### İstenenler
A. Başörtüsü üzerine yapılan konuşmada hangi tarihin bir milat olması dileniyor?
B. Kayıtlarda "foliage" kelimesini içeren satırları bulun ve her birini aynen kopyalayın.

### Kaynak Metin
Şimdi başı açık da başı örtülü de kardeşçe, normalleşen bir Türkiye'nin okullarında okuyor. Hala bazı kendini bilmez öğretmen veya müdürler başörtüsünü yine engellemeye çalışıyor. Ama bize ihbarlar geldikçe de gereğini yapıyoruz onu da söyleyeyim. Yapmaya da devam edeceğiz. Çünkü önüne dikilenler karşılarında bizi bulurlar, bunu biliniz. Katsayıyı kaldırdık. Başı açık da başı kapalı da istediği üniversiteye girebiliyor. İşte normalleşme bu. Ülke parçalanmadı, bölünmedi. Hani bölünecekti? Hani parçalanacaktı? Sevgi bu ya, saygı bu ya. Bırakın şekillerle uğraşmayın, ne giydiğine bakmayın. İşte bunu hallettik biz. Ne oldu parçalandık mı bölündük mü? Başı örtülüyse kamuya giremezsin zulmünü yıllarca yaptılar. Hamdolsun normalleşen, güçlenen bir Türkiye var. Benim ricam; el ele verip kardeş olacağız, kardeşliğimize fitne sokmaya çalışanlara fırsat vermeyeceğiz. 30 Mart bir milat olsun. Yeni Türkiye'nin inşası için bir başlangıç olsun. Çok çalışcağız. Hanım kardeşlerimizden özellikle ricam çok çalışacağız. Bu gidişi siz ve gençler değiştireceksiniz buna inanıyorum. Tüm vatandaşlarım değiştirecek, hep birlikte çalışacağız."

### Bir koleksiyonda saklanan kayıtlar
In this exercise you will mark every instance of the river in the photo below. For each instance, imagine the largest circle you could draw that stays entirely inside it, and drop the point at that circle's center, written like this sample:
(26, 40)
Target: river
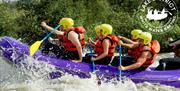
(13, 78)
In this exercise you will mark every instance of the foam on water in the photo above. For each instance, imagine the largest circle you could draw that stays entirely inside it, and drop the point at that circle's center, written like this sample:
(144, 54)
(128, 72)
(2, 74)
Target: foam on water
(34, 77)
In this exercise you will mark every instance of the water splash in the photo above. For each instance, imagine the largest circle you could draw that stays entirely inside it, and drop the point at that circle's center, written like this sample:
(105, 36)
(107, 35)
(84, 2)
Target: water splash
(33, 76)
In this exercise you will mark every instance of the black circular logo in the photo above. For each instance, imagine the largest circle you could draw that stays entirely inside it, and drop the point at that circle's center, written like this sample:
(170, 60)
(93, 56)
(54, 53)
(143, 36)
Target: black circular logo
(157, 16)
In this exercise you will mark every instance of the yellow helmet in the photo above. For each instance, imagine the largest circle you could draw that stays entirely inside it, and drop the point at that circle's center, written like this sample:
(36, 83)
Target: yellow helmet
(106, 29)
(146, 36)
(66, 23)
(97, 29)
(135, 33)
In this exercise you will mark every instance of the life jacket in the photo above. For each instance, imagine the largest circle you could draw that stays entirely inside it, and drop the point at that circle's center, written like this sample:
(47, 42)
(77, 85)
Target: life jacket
(99, 47)
(154, 49)
(68, 45)
(60, 37)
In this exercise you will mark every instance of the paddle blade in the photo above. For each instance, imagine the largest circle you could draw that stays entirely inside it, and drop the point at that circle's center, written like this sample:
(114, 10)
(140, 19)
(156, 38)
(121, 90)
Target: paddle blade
(34, 47)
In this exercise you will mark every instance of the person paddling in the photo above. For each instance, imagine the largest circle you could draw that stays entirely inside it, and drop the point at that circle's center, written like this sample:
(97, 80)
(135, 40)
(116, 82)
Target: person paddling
(105, 45)
(132, 45)
(73, 39)
(145, 53)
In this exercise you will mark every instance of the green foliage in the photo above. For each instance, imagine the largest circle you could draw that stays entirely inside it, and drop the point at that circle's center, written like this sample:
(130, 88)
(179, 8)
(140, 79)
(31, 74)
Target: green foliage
(22, 19)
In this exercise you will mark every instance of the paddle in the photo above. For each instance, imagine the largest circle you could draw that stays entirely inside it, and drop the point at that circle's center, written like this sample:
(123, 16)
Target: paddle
(34, 47)
(120, 62)
(93, 64)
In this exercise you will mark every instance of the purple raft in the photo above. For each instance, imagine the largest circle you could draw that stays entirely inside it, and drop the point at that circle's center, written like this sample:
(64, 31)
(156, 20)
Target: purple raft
(12, 47)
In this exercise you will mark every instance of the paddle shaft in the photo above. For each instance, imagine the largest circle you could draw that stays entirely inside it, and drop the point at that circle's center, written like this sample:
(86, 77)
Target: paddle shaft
(93, 64)
(51, 33)
(120, 60)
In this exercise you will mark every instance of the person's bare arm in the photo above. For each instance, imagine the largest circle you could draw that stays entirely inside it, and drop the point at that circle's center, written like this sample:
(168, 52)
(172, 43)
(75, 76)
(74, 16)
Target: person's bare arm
(129, 46)
(139, 62)
(44, 25)
(73, 37)
(106, 45)
(129, 41)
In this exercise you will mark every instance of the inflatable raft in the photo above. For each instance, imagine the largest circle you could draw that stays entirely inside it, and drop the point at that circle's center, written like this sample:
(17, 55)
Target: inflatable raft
(15, 51)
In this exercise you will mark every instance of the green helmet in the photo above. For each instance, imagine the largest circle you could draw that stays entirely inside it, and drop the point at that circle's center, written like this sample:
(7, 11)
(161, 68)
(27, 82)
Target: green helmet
(66, 22)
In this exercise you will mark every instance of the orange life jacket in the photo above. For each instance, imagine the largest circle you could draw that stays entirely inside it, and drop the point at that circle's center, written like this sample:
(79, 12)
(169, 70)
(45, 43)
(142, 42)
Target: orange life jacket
(154, 49)
(68, 45)
(99, 47)
(60, 37)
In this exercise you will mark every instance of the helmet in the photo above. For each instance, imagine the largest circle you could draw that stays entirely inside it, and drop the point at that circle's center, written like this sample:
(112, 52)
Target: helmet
(146, 36)
(135, 33)
(106, 29)
(97, 29)
(66, 22)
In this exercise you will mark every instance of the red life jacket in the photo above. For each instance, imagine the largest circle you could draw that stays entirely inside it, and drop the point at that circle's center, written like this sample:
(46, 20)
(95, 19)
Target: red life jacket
(99, 47)
(154, 49)
(68, 45)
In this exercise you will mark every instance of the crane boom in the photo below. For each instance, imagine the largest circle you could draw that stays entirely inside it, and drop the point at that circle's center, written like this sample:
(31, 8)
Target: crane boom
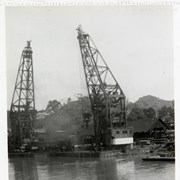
(106, 96)
(22, 110)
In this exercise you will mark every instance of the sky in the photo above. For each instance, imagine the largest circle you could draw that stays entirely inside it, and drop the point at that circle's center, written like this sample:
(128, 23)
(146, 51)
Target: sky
(135, 41)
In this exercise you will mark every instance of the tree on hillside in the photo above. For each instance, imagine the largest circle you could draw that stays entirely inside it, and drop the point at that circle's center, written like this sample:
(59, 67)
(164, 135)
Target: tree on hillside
(166, 113)
(136, 114)
(149, 112)
(53, 106)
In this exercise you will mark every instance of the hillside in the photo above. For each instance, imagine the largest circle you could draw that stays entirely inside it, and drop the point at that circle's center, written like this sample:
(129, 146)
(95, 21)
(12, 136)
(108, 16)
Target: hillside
(152, 101)
(68, 117)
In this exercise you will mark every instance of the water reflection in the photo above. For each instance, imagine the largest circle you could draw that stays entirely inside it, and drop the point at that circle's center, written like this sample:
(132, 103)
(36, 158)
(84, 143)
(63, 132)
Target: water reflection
(24, 169)
(124, 168)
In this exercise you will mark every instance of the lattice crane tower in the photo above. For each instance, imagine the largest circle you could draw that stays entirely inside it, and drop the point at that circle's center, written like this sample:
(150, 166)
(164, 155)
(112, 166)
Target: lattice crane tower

### Görev Yanıtları
A. 30 Mart.

B.
In this exercise you will mark every instance of the green foliage in the photo above. For each instance, imagine the largest circle you could draw that stays entirely inside it, and drop the point at that circle's center, written like this sample:
Target: green foliage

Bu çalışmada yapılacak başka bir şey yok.